Written request:
Set down the line that contains "find tree trunk" and every line after it to the end of the entries, exactly as they stand and nothing more.

+++++

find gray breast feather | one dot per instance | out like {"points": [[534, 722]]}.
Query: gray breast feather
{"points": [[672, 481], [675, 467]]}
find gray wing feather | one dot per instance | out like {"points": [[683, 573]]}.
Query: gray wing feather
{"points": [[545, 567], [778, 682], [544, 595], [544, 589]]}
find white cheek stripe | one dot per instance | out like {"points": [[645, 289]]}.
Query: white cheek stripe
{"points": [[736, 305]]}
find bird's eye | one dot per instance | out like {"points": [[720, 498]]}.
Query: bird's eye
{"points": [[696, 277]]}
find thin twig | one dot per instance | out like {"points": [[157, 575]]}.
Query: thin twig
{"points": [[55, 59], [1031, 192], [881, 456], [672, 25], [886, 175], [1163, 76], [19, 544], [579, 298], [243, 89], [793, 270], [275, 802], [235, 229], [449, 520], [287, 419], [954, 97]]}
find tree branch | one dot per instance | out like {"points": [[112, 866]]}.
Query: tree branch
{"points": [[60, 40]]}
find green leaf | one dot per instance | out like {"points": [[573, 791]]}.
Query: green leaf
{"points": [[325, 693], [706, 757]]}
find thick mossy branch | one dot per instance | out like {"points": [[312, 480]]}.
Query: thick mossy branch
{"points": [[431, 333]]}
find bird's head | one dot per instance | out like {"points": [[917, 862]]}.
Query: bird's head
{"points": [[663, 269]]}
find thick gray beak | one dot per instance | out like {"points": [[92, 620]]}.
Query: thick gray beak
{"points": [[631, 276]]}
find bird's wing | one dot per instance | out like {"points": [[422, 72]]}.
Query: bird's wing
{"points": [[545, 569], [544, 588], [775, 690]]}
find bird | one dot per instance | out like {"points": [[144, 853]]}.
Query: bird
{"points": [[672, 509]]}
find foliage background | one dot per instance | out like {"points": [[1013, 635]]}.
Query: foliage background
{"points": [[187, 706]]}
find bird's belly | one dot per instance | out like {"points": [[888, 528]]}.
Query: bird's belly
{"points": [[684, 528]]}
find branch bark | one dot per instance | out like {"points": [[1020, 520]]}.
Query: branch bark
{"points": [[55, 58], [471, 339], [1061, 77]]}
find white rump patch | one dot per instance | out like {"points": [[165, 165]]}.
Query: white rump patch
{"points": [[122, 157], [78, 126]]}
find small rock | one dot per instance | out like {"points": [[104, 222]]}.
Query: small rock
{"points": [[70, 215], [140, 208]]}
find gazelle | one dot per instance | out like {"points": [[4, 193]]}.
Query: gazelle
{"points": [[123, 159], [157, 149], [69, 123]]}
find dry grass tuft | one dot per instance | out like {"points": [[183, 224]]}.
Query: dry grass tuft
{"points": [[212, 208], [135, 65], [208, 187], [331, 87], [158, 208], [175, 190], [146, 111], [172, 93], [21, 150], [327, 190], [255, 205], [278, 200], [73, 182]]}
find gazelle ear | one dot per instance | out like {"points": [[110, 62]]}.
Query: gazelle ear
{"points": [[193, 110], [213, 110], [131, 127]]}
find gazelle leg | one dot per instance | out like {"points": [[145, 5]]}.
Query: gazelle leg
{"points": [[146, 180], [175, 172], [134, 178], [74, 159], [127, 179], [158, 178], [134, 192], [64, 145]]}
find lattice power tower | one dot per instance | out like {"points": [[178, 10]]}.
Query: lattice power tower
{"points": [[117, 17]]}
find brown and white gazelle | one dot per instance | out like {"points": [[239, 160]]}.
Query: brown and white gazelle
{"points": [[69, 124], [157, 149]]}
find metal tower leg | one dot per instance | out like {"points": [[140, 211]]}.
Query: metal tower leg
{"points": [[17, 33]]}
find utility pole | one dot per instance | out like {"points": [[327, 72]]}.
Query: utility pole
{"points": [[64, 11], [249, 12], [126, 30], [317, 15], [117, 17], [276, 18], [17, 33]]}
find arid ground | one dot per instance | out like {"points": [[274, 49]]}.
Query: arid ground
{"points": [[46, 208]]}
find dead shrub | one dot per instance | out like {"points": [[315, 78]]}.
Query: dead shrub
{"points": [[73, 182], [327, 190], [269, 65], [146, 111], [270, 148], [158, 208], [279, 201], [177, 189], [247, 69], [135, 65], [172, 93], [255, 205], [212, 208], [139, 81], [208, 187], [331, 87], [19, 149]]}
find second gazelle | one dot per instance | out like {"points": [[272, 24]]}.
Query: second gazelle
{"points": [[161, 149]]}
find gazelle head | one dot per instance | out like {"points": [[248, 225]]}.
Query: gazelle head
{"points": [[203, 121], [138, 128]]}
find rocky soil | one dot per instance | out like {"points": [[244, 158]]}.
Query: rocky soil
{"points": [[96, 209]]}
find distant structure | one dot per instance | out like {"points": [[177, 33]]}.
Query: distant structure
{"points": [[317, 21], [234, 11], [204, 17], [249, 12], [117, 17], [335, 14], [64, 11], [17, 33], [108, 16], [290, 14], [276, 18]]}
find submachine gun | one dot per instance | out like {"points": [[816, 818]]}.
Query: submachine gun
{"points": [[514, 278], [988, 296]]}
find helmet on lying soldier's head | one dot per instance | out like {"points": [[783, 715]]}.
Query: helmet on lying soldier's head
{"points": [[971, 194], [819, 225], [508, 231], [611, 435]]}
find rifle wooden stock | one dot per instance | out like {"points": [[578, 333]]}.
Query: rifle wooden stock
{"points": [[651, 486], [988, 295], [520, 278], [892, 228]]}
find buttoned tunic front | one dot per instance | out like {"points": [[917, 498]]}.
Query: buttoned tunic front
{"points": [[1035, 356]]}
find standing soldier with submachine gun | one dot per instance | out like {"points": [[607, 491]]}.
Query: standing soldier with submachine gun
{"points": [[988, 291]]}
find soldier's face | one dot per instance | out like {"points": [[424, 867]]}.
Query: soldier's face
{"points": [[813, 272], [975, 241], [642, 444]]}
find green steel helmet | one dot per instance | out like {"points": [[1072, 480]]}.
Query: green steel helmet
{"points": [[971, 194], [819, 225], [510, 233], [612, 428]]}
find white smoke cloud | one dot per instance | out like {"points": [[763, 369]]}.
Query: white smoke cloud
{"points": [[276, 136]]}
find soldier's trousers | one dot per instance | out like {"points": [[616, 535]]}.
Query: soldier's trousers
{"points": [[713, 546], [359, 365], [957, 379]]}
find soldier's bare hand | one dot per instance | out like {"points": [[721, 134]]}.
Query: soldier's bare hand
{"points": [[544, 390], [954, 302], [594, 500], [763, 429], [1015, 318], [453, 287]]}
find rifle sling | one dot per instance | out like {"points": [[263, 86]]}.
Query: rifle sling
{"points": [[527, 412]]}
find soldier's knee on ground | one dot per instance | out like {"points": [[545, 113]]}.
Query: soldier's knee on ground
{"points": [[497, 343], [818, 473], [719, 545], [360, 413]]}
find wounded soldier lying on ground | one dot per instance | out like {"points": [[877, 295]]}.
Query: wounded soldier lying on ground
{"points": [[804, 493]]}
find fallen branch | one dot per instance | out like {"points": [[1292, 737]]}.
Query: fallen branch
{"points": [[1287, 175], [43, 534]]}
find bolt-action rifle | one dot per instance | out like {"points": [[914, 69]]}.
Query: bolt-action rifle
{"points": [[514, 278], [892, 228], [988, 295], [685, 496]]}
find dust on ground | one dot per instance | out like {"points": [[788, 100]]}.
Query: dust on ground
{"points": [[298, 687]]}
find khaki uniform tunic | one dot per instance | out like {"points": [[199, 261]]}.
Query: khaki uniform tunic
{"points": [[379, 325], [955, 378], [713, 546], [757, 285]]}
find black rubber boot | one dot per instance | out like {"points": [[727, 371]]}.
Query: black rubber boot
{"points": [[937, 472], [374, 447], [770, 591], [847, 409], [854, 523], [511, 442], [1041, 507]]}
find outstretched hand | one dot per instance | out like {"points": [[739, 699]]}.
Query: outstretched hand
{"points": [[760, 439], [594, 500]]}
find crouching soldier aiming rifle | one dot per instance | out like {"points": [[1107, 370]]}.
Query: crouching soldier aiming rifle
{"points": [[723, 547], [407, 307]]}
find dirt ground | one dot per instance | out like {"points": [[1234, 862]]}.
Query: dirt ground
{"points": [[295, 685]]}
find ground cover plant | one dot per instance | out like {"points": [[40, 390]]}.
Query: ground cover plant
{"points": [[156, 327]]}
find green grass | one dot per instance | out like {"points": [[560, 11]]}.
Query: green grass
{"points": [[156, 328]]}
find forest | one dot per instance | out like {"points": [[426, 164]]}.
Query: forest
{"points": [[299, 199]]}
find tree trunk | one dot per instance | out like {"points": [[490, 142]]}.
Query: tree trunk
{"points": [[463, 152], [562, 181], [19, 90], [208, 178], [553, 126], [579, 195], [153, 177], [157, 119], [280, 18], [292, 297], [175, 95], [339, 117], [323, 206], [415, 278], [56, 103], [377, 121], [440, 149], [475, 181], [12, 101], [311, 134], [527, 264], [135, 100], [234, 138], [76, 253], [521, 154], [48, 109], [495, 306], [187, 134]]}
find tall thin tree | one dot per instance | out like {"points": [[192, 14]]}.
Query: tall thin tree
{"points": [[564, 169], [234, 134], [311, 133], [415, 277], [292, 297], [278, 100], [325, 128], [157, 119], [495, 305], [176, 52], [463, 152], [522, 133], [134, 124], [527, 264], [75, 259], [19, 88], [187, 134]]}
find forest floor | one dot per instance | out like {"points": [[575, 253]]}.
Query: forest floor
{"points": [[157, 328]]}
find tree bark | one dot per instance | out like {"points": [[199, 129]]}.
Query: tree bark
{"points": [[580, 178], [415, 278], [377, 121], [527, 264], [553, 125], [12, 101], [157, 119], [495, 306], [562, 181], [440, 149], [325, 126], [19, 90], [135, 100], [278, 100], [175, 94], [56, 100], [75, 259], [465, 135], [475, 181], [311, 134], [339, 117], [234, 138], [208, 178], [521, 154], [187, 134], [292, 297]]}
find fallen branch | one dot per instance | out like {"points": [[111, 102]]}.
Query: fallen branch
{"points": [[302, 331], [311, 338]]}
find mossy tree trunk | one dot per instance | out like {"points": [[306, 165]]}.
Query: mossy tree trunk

+++++

Exercise response:
find tree trunk | one dot per instance | out like {"points": [[490, 142]]}.
Query: tree trunk
{"points": [[463, 152], [562, 181], [19, 90], [208, 178], [553, 126], [579, 195], [153, 177], [157, 119], [280, 18], [292, 297], [175, 95], [339, 117], [323, 206], [415, 278], [56, 103], [377, 121], [440, 149], [475, 181], [12, 101], [311, 134], [527, 264], [135, 100], [234, 138], [76, 253], [521, 154], [48, 109], [495, 306], [187, 134]]}
find tall thin tree | one dot per instance | out like {"points": [[192, 14]]}.
Query: tall thin tree
{"points": [[564, 169], [234, 134], [311, 133], [415, 277], [292, 297], [278, 100], [325, 128], [157, 119], [495, 305], [176, 52], [463, 152], [522, 133], [134, 124], [527, 264], [75, 259], [19, 88], [187, 134]]}
find forest floor | one dot per instance | out like {"points": [[575, 253]]}.
Query: forest floor
{"points": [[157, 328]]}
find tree bark | one dot per instance | out like {"points": [[199, 129]]}.
Query: tree bark
{"points": [[580, 178], [415, 278], [377, 121], [527, 264], [553, 125], [12, 101], [157, 119], [495, 306], [562, 181], [440, 149], [325, 126], [19, 90], [135, 100], [278, 100], [175, 94], [56, 100], [75, 259], [465, 135], [475, 181], [311, 134], [339, 117], [234, 138], [208, 178], [521, 154], [187, 134], [292, 297]]}
find fallen branch | one dot per instance | out like {"points": [[111, 102]]}.
Query: fallen branch
{"points": [[302, 331], [311, 338]]}
find mossy tree trunk | one dot per instance | out like {"points": [[306, 165]]}.
Query: mossy tree trunk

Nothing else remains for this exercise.